DOCUMENT TEXT =>

+---+

Keywords: HEVC decoder; dequantization; IDCT/IDST; LLS design; HLS design; FPGA
Nowadays, several consumer electronic devices such as television [1], smartphone [2], tablet [3], etc use video standard codec for video compressing and transmitting data with minimum bitrate. In this context, a High Efficiency Video Coding (HEVC) video standard is developed [4,5]. The HEVC is a video compression standard that can provide a good performance than the previous standard, i.e., H.264/AVC [6]. In fact, it can support a high video resolution which can reach to 8K (7680 × 4320) and reduces the bitrate approximately by 50% relative to H.264/AVC [7,8] with same video quality.
In video standard codec the Dequantization and Inverse Transform (DE/IT) play a very important role to reconstruct the compressed video sequences [9]. Nevertheless, in HEVC video decoder, the DE/IT module allows to reconstruct the residual block which can be with several size 4 × 4, 8 × 8, 16 × 16, and 32 × 32. In fact, the largest coding unit in HEVC can be up to 64 × 64 in size, and the Transform Unit (TU) sizes can be 4 × 4, 8 × 8, 16 × 16, and 32 × 32 [10]. This multiple TU sizes improve the compression performance but increase the computational complexity to reach a real-time execution [11,12]. In this context, based on the complexity analysis of the HEVC decoder modules for all-intra configuration performed in [13], we can notice that the entropy decoding (ED), the intra prediction (IP) and the DE/IT modules consume on average 38%, 32% and 20% of the total decoding time, respectively. However, according to the analysis given in [14] for the ED module, it is obviously that the computational complexity presented in the regular CABAC algorithm makes it difficult to be pipelined and parallelized in such hardware context. This complexity is caused by the critical bin-to-bin data dependencies and the use of feedback between entropy decoding steps. On the other hand, we have proposed in [13] a hardware architecture to implement the IP block. For this reason, we focus in this work to propose an efficient hardware design to reduce the computational complexity of the HEVC DE/IT module.

+---+

STORED DATA =>
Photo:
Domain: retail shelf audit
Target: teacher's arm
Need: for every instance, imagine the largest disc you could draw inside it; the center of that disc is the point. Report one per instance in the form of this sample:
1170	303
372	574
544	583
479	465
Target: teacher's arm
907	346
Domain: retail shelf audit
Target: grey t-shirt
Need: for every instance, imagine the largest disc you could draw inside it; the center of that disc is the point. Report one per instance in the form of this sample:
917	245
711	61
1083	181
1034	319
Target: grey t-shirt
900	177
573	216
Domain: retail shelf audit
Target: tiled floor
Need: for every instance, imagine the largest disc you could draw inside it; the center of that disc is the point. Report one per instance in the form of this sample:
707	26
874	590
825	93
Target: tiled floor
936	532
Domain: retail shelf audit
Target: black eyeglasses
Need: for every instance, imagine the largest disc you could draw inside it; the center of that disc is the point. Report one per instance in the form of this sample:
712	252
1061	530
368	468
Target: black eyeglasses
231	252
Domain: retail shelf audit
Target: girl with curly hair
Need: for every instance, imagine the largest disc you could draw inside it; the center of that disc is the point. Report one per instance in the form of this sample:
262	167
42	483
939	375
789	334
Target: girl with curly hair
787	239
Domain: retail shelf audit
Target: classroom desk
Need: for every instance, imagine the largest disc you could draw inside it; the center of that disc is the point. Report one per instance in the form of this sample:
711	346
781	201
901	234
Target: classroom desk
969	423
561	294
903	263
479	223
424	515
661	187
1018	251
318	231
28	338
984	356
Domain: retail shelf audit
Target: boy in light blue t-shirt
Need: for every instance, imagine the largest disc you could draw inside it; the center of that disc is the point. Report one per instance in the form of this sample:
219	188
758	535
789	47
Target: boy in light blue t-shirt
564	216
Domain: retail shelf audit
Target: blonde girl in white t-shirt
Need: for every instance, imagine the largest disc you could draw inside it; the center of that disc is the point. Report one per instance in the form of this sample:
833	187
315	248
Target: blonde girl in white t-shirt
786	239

+---+

WHAT IS NEEDED =>
Reproduce the HEVC decoder text word for word, starting with "Keywords: HEVC decoder;" and going on through "same video quality.". The records were taken from a different source than the text.

ANSWER IN FULL =>
Keywords: HEVC decoder; dequantization; IDCT/IDST; LLS design; HLS design; FPGA
Nowadays, several consumer electronic devices such as television [1], smartphone [2], tablet [3], etc use video standard codec for video compressing and transmitting data with minimum bitrate. In this context, a High Efficiency Video Coding (HEVC) video standard is developed [4,5]. The HEVC is a video compression standard that can provide a good performance than the previous standard, i.e., H.264/AVC [6]. In fact, it can support a high video resolution which can reach to 8K (7680 × 4320) and reduces the bitrate approximately by 50% relative to H.264/AVC [7,8] with same video quality.